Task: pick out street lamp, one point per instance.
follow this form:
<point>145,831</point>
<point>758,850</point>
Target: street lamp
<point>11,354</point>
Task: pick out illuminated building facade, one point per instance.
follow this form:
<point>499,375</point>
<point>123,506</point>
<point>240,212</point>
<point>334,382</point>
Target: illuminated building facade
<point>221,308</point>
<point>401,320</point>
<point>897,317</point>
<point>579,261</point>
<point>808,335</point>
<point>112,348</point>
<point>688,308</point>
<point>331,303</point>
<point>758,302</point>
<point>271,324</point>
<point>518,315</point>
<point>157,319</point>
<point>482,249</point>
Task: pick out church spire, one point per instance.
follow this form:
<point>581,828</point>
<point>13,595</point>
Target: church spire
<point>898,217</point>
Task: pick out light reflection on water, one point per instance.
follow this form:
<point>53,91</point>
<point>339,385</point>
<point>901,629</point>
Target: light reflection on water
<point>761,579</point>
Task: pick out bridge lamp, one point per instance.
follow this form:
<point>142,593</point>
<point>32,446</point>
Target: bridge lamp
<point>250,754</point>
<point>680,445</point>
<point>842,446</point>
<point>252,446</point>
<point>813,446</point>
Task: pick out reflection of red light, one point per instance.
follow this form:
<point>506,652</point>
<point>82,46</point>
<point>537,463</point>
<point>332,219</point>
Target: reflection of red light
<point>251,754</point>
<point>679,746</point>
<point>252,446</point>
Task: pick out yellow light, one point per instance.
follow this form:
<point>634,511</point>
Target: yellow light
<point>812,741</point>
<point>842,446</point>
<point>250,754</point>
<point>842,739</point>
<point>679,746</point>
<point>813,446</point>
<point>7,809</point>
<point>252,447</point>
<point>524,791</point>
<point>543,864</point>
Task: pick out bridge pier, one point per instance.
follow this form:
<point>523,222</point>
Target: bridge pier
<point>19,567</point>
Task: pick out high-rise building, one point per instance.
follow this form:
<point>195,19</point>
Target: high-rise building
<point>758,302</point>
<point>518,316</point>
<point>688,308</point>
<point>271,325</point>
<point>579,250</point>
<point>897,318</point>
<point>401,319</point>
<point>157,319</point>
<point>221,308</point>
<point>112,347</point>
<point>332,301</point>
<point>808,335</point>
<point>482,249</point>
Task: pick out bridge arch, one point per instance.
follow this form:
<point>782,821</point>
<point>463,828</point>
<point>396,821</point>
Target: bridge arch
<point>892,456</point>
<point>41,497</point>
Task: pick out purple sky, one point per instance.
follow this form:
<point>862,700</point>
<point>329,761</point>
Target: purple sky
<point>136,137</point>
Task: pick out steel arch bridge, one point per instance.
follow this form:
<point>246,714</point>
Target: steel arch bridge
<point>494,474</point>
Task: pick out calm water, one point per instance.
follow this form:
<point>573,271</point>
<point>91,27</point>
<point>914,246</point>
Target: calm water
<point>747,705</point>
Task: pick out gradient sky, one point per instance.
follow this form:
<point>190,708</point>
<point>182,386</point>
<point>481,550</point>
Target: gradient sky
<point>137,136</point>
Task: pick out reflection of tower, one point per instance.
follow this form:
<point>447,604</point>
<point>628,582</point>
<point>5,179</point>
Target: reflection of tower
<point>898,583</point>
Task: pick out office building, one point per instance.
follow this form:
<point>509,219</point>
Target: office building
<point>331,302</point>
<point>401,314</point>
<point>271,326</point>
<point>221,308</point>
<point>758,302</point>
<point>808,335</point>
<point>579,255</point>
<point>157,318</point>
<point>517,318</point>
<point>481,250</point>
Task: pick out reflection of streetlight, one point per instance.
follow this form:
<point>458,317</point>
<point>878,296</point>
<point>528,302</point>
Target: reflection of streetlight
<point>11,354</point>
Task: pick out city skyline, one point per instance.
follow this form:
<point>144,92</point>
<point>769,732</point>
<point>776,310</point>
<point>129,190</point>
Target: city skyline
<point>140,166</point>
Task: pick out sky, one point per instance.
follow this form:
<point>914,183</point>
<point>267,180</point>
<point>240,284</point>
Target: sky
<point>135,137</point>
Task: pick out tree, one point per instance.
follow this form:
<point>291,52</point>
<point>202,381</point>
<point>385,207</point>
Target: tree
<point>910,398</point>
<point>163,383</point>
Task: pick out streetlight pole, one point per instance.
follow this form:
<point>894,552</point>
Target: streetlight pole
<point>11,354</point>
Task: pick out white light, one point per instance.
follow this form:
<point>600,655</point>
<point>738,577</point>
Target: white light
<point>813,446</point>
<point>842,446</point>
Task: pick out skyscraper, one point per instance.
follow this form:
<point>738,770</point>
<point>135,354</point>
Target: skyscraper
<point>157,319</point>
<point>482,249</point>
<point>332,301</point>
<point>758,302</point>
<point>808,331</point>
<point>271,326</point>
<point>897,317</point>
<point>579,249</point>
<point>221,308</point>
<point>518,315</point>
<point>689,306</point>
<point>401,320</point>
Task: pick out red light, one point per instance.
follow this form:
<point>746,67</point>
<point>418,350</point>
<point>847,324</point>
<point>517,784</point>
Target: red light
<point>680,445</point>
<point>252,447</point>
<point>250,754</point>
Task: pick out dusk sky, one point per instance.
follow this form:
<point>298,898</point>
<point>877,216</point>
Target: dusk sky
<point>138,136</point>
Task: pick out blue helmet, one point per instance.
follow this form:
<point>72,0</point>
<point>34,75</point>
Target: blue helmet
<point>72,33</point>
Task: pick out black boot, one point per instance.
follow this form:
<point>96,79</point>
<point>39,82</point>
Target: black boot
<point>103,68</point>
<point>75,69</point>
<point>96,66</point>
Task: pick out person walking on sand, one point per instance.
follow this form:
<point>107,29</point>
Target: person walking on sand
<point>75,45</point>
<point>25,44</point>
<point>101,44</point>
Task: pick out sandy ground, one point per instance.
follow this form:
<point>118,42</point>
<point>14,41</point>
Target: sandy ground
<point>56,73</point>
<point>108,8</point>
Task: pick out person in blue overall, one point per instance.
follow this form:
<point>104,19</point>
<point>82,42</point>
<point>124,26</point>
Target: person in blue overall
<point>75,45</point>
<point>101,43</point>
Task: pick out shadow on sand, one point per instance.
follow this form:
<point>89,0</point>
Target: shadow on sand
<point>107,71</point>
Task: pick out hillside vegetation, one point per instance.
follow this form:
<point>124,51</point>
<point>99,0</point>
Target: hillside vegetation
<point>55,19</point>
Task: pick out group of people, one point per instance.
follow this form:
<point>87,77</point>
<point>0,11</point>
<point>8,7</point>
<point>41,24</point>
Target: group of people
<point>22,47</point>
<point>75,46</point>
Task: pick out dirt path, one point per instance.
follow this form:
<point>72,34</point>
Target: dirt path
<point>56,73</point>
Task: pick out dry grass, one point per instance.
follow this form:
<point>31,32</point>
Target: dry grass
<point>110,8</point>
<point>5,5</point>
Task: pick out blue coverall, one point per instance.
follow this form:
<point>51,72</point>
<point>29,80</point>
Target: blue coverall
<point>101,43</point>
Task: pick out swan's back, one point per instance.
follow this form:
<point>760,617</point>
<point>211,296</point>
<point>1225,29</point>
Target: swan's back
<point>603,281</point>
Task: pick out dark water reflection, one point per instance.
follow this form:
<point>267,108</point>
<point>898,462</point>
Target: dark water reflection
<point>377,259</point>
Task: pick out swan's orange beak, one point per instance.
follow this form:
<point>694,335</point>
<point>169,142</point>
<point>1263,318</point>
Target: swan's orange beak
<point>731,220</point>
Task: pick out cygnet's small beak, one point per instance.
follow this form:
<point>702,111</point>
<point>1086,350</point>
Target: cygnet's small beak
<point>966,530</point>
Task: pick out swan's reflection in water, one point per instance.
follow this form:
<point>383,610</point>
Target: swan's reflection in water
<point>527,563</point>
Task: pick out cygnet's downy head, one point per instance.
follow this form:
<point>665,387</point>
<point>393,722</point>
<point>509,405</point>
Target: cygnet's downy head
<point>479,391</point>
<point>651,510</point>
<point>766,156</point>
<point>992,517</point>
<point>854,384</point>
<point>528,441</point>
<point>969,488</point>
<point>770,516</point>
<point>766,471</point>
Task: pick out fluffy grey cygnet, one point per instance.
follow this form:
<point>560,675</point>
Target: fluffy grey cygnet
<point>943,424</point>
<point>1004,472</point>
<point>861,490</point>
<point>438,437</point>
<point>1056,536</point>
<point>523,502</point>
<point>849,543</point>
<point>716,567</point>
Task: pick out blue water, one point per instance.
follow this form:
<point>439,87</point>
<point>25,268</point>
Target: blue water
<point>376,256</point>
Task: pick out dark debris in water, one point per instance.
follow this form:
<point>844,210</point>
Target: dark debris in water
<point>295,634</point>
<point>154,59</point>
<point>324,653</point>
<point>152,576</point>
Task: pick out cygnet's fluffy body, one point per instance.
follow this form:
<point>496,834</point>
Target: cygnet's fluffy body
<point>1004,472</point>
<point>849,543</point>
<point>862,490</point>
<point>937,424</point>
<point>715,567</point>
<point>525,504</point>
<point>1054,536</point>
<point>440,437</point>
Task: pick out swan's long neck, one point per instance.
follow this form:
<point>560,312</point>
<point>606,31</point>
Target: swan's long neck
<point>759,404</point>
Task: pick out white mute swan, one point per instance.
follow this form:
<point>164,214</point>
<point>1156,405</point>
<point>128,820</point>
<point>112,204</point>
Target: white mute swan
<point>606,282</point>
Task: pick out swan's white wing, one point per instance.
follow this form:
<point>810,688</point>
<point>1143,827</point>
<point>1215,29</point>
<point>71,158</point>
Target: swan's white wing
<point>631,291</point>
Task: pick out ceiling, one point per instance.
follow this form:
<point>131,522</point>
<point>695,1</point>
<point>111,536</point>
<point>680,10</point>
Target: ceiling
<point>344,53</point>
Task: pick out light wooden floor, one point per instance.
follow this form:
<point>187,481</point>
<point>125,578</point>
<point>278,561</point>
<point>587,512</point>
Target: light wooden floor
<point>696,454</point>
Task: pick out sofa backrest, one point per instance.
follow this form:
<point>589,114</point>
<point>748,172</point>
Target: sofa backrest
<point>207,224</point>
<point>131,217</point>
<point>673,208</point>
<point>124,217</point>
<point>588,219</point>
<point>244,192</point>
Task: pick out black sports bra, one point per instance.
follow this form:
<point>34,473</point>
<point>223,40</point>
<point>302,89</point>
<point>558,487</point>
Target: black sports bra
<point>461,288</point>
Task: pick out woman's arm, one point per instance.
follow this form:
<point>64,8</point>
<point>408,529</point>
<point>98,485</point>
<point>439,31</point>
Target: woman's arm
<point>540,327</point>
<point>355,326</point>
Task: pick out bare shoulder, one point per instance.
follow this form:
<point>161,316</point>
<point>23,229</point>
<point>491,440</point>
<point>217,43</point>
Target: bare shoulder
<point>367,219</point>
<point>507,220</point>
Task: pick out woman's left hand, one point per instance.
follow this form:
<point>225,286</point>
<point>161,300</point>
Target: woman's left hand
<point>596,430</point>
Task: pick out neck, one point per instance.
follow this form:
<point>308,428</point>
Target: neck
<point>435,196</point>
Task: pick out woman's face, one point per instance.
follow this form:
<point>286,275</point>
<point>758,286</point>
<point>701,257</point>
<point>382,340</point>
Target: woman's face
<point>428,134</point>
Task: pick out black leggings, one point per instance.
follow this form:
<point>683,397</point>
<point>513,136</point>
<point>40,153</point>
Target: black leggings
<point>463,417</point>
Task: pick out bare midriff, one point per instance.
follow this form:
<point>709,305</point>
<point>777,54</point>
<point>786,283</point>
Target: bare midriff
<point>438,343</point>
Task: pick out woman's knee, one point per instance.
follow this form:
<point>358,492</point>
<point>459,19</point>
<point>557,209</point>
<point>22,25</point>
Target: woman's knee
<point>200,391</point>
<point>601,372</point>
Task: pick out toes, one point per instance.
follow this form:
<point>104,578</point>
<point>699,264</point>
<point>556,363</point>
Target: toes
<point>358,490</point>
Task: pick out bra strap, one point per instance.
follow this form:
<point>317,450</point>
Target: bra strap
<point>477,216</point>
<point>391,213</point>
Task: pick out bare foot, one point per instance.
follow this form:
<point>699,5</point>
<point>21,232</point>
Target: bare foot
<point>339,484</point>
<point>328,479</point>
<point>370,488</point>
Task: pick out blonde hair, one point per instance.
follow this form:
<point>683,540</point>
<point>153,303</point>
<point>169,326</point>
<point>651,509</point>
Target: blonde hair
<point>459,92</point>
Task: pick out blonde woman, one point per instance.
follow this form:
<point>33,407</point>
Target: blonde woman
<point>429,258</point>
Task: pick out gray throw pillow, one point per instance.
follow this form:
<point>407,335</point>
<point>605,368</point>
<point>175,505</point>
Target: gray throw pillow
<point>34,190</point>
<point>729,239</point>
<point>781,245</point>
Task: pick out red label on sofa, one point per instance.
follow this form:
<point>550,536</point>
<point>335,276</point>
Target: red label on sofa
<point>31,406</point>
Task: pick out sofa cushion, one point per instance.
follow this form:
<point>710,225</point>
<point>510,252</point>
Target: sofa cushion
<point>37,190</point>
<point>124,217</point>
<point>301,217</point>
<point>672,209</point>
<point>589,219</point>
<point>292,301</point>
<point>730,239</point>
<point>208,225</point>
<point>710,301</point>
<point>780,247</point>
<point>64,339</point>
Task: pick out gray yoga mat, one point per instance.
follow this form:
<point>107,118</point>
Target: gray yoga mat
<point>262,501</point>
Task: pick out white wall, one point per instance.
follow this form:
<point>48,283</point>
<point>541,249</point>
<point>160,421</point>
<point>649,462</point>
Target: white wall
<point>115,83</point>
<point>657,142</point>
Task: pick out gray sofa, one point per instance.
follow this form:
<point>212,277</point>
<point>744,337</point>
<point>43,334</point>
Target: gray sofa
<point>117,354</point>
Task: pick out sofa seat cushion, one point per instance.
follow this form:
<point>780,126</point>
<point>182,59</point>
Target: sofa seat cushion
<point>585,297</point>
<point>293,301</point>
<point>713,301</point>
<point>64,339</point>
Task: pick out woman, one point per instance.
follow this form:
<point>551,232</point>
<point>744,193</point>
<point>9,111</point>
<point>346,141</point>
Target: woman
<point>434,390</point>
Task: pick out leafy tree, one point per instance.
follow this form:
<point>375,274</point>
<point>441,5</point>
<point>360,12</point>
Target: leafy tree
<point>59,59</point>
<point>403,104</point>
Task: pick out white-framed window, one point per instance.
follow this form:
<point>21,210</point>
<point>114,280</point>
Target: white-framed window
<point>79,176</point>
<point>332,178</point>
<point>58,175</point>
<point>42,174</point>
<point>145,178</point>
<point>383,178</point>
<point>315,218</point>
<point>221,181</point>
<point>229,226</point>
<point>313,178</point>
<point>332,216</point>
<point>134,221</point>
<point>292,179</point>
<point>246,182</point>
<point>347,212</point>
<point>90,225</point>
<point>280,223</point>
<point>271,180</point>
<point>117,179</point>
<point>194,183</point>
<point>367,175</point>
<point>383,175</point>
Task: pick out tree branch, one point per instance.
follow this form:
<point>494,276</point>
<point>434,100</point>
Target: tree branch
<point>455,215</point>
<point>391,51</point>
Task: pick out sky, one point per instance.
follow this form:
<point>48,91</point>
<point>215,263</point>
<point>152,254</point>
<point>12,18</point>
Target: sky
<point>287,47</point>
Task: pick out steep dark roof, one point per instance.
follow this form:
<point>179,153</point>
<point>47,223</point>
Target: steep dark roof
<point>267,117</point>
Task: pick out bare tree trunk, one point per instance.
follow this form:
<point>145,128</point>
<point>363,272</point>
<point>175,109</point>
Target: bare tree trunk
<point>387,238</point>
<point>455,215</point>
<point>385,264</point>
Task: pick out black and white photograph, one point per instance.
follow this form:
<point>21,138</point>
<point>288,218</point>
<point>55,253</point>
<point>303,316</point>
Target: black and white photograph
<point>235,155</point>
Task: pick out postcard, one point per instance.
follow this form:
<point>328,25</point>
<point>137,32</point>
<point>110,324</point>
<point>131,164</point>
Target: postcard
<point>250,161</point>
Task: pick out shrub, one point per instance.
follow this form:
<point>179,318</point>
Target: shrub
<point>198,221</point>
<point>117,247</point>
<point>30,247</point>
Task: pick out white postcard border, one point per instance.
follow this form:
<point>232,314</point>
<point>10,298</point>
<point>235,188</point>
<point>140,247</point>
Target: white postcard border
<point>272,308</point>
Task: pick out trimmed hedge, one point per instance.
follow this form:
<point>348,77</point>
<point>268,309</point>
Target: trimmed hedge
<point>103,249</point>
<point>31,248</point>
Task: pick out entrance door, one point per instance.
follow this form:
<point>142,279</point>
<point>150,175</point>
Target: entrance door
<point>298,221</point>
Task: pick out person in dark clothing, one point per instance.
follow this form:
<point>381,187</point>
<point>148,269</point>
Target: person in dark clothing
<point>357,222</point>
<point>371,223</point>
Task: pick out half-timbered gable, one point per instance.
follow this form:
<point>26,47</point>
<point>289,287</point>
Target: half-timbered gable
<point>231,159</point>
• • • • • • •
| STATED PROBLEM |
Copy the data from the line with "Task: pick out blue water, one" to the line with "<point>440,437</point>", substituting "litter" for "debris" and leaving everything else unchanged.

| FULL SOLUTION |
Task: pick out blue water, one point per instance.
follow this form:
<point>439,87</point>
<point>25,268</point>
Target: blue water
<point>376,256</point>
Task: pick out dark litter in water, one point per instance.
follow this form:
<point>844,210</point>
Target: dark litter in water
<point>295,634</point>
<point>154,59</point>
<point>324,653</point>
<point>152,576</point>
Task: pick out cygnet's fluffy body, one point per instance.
follow this form:
<point>496,834</point>
Target: cygnet's fluffy body
<point>1004,472</point>
<point>849,543</point>
<point>862,490</point>
<point>937,424</point>
<point>715,567</point>
<point>525,504</point>
<point>1054,536</point>
<point>440,437</point>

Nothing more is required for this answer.